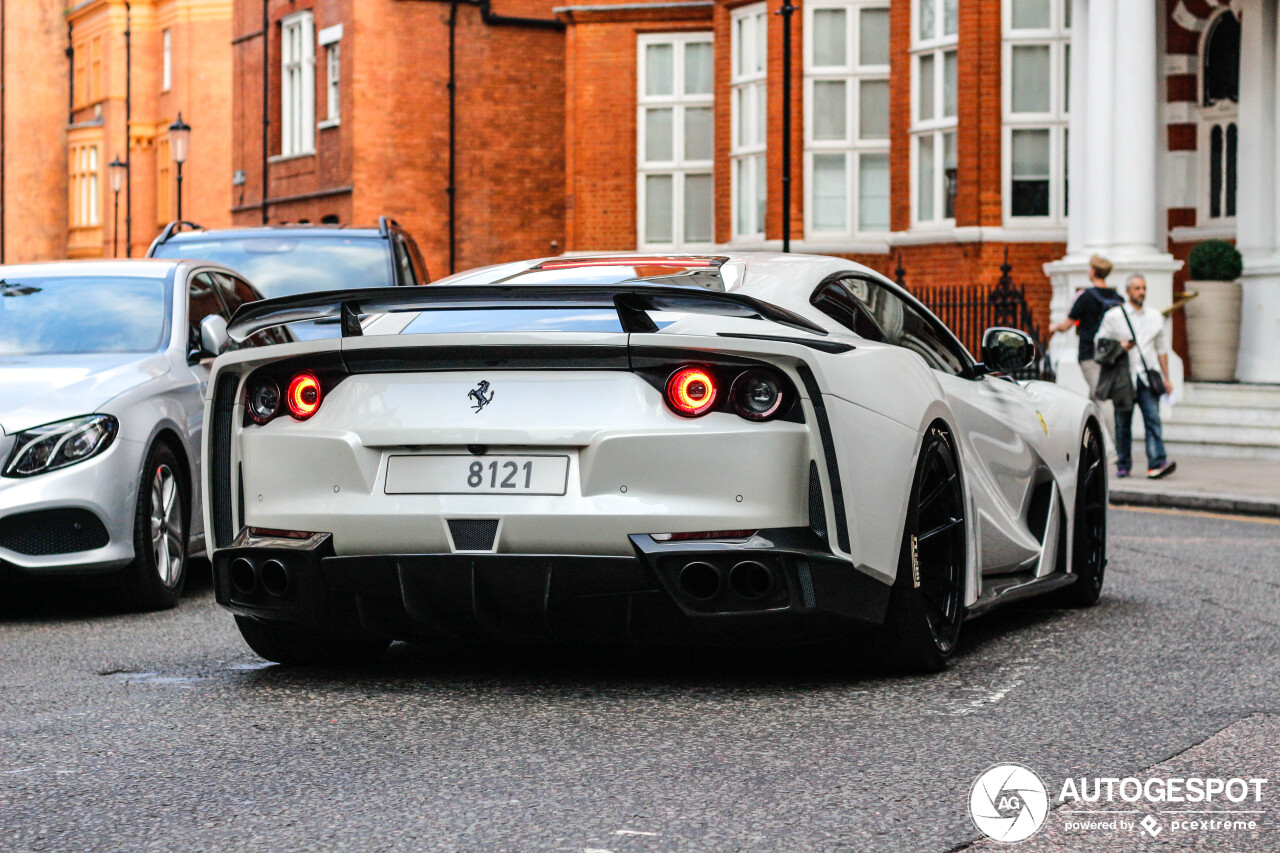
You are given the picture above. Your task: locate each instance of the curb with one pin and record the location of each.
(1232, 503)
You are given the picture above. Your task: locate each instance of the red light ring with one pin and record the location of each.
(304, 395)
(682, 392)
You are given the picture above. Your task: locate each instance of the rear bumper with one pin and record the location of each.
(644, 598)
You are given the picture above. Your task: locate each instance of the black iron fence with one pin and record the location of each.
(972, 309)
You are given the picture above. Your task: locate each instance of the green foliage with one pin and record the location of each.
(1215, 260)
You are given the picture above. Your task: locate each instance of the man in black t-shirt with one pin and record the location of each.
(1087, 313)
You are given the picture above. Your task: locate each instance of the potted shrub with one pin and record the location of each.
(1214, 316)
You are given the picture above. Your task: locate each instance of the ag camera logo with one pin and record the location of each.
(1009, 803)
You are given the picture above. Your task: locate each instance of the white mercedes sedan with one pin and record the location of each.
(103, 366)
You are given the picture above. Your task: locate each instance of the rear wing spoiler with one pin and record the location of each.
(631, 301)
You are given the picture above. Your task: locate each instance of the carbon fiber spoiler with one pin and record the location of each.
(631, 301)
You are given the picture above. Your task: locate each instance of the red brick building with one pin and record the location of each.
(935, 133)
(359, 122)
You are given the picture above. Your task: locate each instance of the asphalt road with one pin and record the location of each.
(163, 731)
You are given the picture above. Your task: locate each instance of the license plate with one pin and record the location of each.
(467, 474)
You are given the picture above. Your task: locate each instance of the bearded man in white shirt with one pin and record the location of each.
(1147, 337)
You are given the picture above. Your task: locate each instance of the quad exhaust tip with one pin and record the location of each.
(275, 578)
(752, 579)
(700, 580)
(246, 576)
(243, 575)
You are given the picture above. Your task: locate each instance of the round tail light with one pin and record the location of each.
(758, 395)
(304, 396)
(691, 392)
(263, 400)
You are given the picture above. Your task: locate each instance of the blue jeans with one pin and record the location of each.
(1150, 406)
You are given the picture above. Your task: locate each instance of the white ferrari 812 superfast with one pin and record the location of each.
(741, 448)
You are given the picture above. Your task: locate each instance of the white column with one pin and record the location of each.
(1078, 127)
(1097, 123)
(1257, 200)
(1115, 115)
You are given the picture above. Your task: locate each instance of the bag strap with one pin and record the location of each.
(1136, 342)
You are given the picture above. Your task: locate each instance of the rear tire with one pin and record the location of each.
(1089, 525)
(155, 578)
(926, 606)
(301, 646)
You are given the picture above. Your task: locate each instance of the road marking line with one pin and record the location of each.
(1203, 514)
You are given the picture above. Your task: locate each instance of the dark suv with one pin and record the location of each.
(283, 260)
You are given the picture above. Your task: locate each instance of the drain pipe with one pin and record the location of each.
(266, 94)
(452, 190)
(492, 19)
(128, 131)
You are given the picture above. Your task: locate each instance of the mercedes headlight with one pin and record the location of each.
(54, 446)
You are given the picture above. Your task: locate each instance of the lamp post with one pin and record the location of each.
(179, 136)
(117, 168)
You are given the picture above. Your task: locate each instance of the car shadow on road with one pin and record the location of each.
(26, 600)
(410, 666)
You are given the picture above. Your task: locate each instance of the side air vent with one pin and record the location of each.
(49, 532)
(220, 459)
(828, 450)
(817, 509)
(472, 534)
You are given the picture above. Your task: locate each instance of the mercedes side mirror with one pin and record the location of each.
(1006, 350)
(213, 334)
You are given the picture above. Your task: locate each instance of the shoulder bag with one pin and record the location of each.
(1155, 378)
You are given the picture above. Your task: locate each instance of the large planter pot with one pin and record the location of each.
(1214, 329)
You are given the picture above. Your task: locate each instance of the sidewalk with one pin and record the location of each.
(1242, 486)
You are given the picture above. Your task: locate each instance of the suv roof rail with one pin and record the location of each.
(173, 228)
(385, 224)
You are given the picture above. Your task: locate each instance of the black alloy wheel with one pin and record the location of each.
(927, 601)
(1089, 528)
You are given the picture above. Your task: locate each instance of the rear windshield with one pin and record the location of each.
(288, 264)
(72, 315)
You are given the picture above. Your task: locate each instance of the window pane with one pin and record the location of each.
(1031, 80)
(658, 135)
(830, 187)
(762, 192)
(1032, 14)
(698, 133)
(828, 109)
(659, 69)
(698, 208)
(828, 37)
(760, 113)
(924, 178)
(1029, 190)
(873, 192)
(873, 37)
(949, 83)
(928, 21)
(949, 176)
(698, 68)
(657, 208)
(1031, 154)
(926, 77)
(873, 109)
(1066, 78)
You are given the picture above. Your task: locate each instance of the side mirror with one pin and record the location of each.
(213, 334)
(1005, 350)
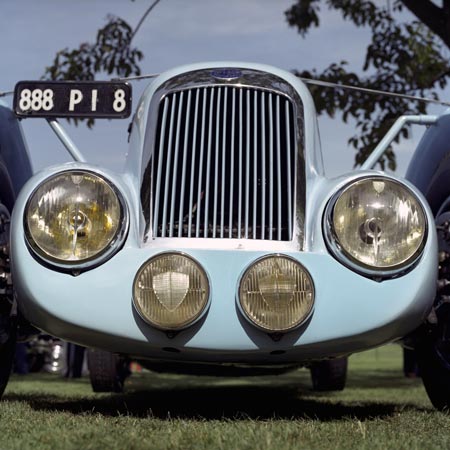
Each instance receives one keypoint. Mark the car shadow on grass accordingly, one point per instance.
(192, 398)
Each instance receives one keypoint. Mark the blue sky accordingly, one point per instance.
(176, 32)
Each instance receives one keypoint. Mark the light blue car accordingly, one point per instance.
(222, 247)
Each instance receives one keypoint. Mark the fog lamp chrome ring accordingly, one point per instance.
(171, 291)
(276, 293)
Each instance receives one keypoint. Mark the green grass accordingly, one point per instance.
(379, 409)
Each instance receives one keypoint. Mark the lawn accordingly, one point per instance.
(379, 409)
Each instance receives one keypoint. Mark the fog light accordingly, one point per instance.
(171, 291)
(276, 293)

WHAT YOU HAVE TO DO: An exact repeat of the listing above, pictures excluded, is the answer.

RESPONSE BELOW:
You are given the picture above. Your task: locate each instance of the curb with one pin and record the location of each.
(1232, 503)
You are given the picture above. Your task: locate each instance of the red light ring with one pin and record the location of each.
(304, 395)
(682, 392)
You are given the picture above. Your task: locate each instance of the rear bumper with one pin and record the location of each.
(644, 598)
You are given the picture above. Your task: locate each instance of the black iron fence with one pin and record the location of each.
(972, 309)
You are given the picture above. Your task: locate each instance of the green foliage with one pin and record the location of each.
(1215, 260)
You are given the picture above. Your task: locate each instance of the man in black t-shirt with one pin and record the location of each.
(1087, 313)
You are given the picture above. Your task: locate each instance of the potted shrub with one pin and record the location of each.
(1214, 316)
You are given the picture above. Your task: locate each instance of the ag camera logo with one pin and record the location of each.
(1009, 803)
You are given the picture above. Your task: locate each instance of the white mercedes sedan with one pin and record the location of each.
(103, 366)
You are given the picture above. Your task: locate each instance of the rear wing spoiler with one pin and record the location of each.
(631, 301)
You are given the picture above. Your task: locate each instance of the carbon fiber spoiler with one pin and record the location of each.
(631, 301)
You are given the picture above. Your task: locate each instance of the red brick building with one pin and record the location of each.
(935, 133)
(359, 122)
You are given the picture above. Your task: locate each instance of the asphalt road with one pin and record the location of each.
(163, 731)
You are given the picture above. Your task: locate each instance of the license plate with one pin and record the location of each.
(467, 474)
You are given the picture above. Your task: locate each instance of the bearded man in white shirt with one pin and record the location of each.
(1147, 337)
You are given the picture above. Your task: locate each instance of the quad exhaust tip with one pin and record the location of each.
(275, 578)
(752, 579)
(700, 580)
(246, 576)
(243, 575)
You are given the picture above. Your task: locate each instance of the round tail light with one pin and record the location of each.
(758, 395)
(304, 396)
(691, 392)
(263, 400)
You are given the picture above. Your task: locate each instance of the blue jeans with one pin and record the location of each.
(1150, 406)
You are given the picture above. Your task: locate each instance of the white ferrari 812 superfast with one pin and record the location of each.
(741, 448)
You are given the picture above. Your task: locate each instance of the white column with one pin and record the location of each.
(1078, 127)
(1097, 123)
(1257, 200)
(1115, 115)
You are given the picture above. Your task: locate each instance of the bag strap with one pin and record the location of each.
(1136, 342)
You are given the picture above. Your task: locate each instance of the rear tire with one pin and record the location of each.
(1089, 525)
(155, 578)
(926, 606)
(301, 646)
You are given the picture above. Your task: locate each instance of the road marking line with one pin and record the location of each.
(1203, 514)
You are given the picture above. Your task: locate each instance of the dark suv with one pin and record the location of each.
(283, 260)
You are given the picture above. Your task: locate each instance of the drain pipe with one pin and record the location of each.
(266, 94)
(452, 190)
(492, 19)
(128, 131)
You are given the picture above. Your task: locate each instance of the mercedes headlight with one pin and record the location of each.
(54, 446)
You are given the picture above. Your task: locate each instance of the lamp post with one pin and record the location of each.
(179, 136)
(117, 168)
You are given the picture above. Your task: locate each instance of the car shadow on road with one pin and record the location of each.
(26, 600)
(410, 666)
You are given the picture above. Your task: locate each instance of the side air vent with one pin and record the location of each.
(49, 532)
(220, 459)
(828, 450)
(817, 509)
(472, 534)
You are given the picture above. Your task: locate each instance of the mercedes side mirror with one pin and record the location of each.
(1006, 350)
(213, 334)
You are given the picture above. Your task: locate each instance of the shoulder bag with one pin and record the location of each.
(1155, 378)
You are given the picture above. Your task: locate each instance of the large planter pot with one pin and record the location of each.
(1214, 329)
You are given the picture above. Your task: locate each instance of the sidewalk with one pin and record the location of each.
(1242, 486)
You are given the picture above. Your task: locate each instance of the suv roof rail with one pin and record the location of each.
(173, 228)
(385, 224)
You are given the picture above. Your task: locate each instance of the black alloy wheel with one pin and record the location of each.
(927, 601)
(1089, 528)
You are given the picture above. Your task: locate each instance of the rear windshield with one pin and record the location of each.
(288, 264)
(72, 315)
You are given the picture above. Your task: locate each instance of the window pane with one pin and record the location of each.
(1031, 80)
(658, 135)
(830, 187)
(762, 192)
(1032, 14)
(698, 133)
(828, 109)
(659, 69)
(698, 208)
(828, 37)
(760, 113)
(924, 178)
(1029, 190)
(873, 192)
(873, 37)
(949, 83)
(928, 21)
(949, 176)
(698, 68)
(657, 208)
(1031, 154)
(926, 77)
(873, 109)
(1066, 78)
You are given the picture above. Your task: locate each instance of the side mirror with one pin and record the location of each.
(213, 334)
(1005, 350)
Each instance receives one keypoint. Mark the car shadow on grass accordingly, one point per instance.
(192, 398)
Each instance receives one keypoint. Mark the blue sky accordingly, one point per instance.
(176, 32)
Each instance receives one keypoint. Mark the light blue car accordingly, one point per instance.
(222, 247)
Each instance receives one keypoint. Mark the fog lamp chrome ring accordingly, one point per instance.
(171, 291)
(276, 293)
Each instance receives one keypoint. Mark the green grass accordingly, one point per instance.
(379, 409)
Each instance receives one keypoint. Mark the lawn accordingly, one point per instance.
(379, 409)
Each instance receives one keypoint. Mark the fog light accordingly, one point per instance.
(171, 291)
(276, 293)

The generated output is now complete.